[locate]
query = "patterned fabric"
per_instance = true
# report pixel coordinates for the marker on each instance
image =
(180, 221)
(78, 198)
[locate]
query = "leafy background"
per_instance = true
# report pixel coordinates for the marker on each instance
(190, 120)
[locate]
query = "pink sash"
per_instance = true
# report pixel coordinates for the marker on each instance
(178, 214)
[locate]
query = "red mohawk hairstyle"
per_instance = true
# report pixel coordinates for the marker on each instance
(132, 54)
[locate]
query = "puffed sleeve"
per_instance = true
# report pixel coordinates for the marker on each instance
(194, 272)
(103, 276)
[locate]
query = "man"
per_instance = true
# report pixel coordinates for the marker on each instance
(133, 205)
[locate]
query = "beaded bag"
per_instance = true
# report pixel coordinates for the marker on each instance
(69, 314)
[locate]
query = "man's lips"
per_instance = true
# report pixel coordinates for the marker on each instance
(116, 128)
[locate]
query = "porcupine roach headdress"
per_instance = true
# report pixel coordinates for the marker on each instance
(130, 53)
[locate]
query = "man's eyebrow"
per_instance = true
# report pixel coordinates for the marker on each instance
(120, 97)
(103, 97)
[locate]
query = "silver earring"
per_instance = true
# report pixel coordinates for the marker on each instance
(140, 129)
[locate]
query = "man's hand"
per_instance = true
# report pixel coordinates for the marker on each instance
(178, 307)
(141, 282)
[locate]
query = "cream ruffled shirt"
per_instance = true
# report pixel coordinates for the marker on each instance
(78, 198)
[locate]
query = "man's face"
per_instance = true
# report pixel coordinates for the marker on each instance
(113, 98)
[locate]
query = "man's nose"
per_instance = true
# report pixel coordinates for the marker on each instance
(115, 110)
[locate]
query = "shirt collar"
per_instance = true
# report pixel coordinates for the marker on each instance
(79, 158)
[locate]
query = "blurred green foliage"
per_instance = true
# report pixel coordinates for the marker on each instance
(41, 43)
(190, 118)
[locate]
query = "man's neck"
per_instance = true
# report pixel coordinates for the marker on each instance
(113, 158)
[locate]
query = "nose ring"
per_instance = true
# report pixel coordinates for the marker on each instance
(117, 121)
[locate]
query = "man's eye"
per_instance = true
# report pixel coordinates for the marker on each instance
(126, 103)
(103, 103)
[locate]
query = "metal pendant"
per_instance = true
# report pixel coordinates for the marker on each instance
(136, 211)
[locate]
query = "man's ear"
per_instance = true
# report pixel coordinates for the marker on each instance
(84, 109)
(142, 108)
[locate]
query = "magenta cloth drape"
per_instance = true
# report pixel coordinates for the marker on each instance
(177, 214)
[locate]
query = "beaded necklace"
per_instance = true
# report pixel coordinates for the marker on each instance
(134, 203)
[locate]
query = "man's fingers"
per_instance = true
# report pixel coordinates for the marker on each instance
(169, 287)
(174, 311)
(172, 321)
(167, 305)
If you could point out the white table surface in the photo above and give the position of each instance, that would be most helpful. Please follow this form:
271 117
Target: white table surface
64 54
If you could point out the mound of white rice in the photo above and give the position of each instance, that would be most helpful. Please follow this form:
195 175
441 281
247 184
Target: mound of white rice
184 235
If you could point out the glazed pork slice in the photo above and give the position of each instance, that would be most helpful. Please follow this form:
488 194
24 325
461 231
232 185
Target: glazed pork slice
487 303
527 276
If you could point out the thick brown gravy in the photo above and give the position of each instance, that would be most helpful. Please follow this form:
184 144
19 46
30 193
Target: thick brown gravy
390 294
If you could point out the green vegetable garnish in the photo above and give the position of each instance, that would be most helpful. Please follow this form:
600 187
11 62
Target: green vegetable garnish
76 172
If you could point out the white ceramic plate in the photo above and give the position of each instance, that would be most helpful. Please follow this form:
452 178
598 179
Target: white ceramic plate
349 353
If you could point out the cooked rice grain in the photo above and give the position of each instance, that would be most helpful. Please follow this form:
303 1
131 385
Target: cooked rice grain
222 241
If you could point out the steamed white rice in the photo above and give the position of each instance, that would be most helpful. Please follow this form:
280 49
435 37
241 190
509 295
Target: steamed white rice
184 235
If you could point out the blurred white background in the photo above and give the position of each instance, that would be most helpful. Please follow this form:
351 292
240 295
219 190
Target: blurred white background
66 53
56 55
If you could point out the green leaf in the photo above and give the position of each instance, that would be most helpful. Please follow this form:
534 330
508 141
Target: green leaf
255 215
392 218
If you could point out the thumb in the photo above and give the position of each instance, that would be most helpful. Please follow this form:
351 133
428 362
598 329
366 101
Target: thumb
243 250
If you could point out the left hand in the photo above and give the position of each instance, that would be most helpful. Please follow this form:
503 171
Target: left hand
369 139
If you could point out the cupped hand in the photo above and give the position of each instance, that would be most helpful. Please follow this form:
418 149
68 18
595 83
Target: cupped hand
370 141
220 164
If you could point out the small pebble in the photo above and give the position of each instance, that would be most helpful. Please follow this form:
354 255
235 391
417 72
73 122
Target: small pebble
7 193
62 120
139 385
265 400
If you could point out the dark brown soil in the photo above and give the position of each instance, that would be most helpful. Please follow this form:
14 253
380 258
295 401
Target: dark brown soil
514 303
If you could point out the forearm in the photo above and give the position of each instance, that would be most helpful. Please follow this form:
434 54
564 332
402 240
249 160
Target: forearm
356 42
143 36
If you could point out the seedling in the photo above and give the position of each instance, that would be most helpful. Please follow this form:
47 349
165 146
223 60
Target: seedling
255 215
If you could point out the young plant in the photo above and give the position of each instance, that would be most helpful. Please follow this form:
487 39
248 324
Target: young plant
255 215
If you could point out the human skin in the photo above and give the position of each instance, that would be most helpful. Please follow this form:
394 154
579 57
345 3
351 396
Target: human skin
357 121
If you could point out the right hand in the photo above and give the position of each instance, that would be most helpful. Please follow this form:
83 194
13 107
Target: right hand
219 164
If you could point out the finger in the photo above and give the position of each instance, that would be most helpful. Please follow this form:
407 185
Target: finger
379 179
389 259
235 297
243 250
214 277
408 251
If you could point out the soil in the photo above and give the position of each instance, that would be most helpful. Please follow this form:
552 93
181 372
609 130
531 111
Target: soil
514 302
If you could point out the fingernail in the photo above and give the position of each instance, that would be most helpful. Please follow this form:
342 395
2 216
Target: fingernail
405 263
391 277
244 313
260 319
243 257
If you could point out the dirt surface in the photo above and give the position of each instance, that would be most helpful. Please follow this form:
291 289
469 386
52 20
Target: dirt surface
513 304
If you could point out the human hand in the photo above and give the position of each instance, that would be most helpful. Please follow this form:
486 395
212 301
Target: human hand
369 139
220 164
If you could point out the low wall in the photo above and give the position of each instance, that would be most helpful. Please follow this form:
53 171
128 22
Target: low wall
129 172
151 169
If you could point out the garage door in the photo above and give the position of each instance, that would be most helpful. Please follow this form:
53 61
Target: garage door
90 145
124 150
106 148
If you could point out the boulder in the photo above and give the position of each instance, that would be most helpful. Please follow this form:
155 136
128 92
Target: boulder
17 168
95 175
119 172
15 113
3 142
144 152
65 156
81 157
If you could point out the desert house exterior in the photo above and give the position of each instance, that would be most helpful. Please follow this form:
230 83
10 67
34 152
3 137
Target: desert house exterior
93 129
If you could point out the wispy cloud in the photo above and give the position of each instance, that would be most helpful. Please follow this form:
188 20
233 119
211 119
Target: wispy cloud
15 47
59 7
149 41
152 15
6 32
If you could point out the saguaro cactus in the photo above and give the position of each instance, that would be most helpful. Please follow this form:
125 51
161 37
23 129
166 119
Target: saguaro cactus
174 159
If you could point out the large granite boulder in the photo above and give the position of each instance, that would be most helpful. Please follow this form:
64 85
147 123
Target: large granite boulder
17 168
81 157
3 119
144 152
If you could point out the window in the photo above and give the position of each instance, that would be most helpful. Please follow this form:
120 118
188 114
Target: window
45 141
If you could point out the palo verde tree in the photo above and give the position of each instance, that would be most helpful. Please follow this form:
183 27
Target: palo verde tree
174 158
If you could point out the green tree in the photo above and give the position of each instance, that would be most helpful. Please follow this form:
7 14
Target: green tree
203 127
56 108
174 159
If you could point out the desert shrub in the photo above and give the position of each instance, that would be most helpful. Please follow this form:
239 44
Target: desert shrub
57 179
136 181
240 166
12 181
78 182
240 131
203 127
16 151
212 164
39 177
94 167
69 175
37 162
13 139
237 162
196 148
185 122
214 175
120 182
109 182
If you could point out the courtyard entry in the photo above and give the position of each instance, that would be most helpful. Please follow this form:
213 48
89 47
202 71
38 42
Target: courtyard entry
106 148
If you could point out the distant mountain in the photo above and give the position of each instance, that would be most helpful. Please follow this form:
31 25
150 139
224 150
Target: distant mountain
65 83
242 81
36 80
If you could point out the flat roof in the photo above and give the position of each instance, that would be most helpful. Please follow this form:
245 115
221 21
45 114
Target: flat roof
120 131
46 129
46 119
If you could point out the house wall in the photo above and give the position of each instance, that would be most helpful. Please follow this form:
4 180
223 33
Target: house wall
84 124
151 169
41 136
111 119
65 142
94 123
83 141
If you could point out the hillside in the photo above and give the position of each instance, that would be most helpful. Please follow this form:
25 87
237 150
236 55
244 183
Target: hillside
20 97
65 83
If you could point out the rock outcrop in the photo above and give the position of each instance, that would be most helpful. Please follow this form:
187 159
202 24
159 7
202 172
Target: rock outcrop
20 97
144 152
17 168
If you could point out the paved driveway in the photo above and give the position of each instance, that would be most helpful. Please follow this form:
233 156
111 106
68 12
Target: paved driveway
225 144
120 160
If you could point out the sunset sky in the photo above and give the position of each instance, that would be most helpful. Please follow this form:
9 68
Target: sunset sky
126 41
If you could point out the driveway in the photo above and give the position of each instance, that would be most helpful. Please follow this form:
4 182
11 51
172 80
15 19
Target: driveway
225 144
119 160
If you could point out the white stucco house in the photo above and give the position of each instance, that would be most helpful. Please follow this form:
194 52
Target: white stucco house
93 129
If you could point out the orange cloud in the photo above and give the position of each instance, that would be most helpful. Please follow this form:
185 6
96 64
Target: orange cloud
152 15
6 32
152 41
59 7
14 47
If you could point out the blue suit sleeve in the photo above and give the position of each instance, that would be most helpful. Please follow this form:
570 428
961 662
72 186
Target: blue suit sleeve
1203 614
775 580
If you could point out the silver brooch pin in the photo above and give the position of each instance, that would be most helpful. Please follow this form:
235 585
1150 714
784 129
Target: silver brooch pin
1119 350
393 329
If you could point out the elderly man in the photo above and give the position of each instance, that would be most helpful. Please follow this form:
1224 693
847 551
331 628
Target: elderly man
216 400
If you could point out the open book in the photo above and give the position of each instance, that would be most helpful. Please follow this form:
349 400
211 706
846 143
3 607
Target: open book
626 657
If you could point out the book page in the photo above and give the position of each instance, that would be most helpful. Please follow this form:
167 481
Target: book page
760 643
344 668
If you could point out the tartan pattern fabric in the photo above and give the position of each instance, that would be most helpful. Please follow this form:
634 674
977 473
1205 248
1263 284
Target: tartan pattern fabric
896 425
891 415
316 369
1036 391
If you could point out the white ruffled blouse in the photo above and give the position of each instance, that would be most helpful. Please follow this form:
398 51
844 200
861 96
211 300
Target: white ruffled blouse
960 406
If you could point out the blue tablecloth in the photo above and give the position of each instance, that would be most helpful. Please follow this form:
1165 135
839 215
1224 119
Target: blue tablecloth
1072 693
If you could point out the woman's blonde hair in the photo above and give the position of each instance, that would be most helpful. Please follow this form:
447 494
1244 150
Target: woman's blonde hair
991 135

Required work
The answer must consist of every line from the entries above that contains "beaded".

Response to this exercise
query = "beaded bag"
query = "beaded necklace"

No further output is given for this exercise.